## Problem description:
Output each record exactly. Leave none out.

········

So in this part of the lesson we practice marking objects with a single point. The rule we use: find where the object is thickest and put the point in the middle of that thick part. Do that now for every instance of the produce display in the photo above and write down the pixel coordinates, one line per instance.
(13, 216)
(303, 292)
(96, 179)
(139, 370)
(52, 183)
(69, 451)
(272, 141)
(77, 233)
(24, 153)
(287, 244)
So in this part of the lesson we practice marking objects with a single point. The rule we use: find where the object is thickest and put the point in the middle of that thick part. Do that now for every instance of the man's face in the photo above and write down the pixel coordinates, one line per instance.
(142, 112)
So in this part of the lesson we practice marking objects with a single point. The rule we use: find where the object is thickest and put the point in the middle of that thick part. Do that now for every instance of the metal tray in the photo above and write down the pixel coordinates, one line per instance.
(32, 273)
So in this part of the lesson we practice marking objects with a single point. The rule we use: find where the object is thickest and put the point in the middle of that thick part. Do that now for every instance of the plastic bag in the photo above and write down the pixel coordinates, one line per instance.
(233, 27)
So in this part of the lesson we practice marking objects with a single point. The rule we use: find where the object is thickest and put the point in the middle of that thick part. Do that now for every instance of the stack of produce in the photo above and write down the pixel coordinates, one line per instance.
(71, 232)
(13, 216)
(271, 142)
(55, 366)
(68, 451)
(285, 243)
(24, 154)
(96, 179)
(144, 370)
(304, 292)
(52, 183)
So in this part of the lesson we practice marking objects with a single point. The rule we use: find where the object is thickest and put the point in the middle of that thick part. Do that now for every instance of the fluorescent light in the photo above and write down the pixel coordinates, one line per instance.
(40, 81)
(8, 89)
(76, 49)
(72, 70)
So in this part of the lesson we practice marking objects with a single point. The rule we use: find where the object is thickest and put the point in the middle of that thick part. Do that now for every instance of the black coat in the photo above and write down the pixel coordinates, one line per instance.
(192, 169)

········

## Result of this task:
So in this part of the lesson we practice marking objects with a single point. The rule we use: find where the object is thickest and put the point in the middle of that thick part. Do that now for every instance of the produce display in the photo above and write down the pixel coordinates, one line per instance.
(13, 216)
(303, 292)
(96, 179)
(139, 370)
(52, 183)
(69, 451)
(272, 141)
(77, 233)
(24, 153)
(287, 244)
So in this part of the lesson we practice marking objects with a single point. The rule we use: find where the object is thickest and put the point in the middle of that thick part. Do that now for every instance of the man's face in the photo above and write down the pixel coordinates, one line per instance.
(142, 112)
So in this part of the lesson we practice marking objects with a single point. The rule we use: find where the object is thickest and put the point in the middle of that thick part. Do that now for every instance of the metal tray in the photo above and write down the pixel coordinates, one line per instance.
(32, 273)
So in this part of the lesson we practice marking objects with a single point. The rule we use: find where the object is thickest and put the point in the middle of that thick part. Do that now for every instance of the plastic bag in the photo above and write down the pixel coordinates, one line per instance.
(233, 27)
So in this part of the lesson we practice marking objects with a single point. The rule we use: find where the object is thickest and put the point in the middle of that thick part. Do that now for every instance of the stack of produce in the photo above and write down the pixel coordinates, one line per instance.
(71, 232)
(13, 216)
(271, 142)
(55, 366)
(68, 451)
(285, 243)
(24, 154)
(96, 179)
(144, 370)
(304, 292)
(52, 183)
So in this part of the lesson we practice marking objects with a single point. The rule we use: find where the object is thickest and put the point in the middle of that thick part. Do that now for every instance of the fluorescent light in the photo above and write down the pixel coordinates, one line per instance.
(40, 81)
(8, 89)
(76, 49)
(72, 70)
So in this part of the lesson we practice marking objects with a single point. The rule we use: find where the object is thickest and put the point in the middle of that thick part. Do that now for every instance of the black coat in the photo above and write down the pixel coordinates, one line per instance.
(192, 169)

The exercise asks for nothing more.